*Data for this exercise*

=== Begin Enclosure ===

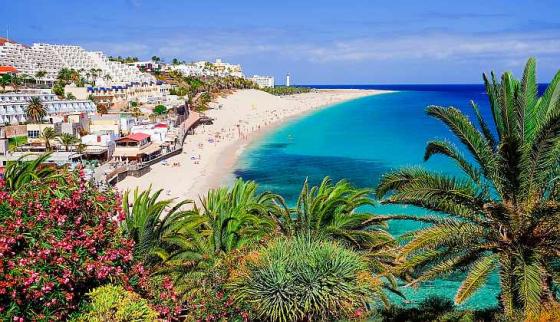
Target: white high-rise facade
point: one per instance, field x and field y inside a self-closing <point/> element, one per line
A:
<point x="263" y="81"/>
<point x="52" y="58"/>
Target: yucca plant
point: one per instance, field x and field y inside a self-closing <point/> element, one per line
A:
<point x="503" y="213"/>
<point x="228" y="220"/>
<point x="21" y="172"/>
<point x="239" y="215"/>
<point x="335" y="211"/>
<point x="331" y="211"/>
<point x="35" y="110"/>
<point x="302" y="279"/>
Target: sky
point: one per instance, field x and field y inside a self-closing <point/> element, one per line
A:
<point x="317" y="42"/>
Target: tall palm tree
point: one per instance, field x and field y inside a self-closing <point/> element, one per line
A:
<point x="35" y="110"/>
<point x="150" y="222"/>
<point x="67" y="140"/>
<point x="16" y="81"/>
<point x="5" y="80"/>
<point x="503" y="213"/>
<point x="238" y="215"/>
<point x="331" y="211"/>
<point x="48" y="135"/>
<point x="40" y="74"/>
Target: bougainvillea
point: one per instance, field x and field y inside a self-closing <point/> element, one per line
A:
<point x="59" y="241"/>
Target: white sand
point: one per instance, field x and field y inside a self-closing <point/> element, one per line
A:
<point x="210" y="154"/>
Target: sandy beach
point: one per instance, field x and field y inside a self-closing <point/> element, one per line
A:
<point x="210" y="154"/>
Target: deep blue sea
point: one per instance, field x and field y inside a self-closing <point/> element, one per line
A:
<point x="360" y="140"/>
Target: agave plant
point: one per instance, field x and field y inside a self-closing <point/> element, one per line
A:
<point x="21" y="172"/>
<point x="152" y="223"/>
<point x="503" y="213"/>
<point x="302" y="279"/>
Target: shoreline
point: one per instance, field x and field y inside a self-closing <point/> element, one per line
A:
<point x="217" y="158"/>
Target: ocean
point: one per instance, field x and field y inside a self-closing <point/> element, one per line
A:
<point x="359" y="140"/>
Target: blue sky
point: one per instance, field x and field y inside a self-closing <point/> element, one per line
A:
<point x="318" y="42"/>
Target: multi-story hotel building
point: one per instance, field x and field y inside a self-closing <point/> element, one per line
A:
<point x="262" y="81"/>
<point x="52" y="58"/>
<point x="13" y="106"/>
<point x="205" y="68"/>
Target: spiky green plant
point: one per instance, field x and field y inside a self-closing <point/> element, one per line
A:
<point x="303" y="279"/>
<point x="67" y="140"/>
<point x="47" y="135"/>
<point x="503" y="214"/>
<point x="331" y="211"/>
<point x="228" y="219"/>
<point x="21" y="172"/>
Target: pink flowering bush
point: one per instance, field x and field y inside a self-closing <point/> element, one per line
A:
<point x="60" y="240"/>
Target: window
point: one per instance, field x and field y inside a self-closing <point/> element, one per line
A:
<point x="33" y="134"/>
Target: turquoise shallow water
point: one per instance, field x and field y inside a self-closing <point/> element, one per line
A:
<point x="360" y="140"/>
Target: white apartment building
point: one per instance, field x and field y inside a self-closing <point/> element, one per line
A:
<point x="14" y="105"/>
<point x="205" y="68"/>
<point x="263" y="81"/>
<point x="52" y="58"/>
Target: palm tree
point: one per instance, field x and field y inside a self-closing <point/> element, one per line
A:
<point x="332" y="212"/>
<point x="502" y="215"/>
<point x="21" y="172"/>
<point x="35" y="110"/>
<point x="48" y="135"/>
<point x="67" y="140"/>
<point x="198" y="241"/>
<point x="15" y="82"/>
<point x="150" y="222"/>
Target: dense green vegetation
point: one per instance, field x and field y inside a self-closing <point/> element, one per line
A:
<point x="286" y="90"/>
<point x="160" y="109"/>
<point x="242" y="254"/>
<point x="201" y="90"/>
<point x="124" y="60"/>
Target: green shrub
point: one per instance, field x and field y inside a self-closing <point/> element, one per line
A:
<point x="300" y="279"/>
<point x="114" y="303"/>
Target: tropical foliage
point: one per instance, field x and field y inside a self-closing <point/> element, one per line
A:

=== End Enclosure ===

This exercise requires the lines of the entries containing the string "palm".

*Output*
Target: tall palm tree
Target: palm tree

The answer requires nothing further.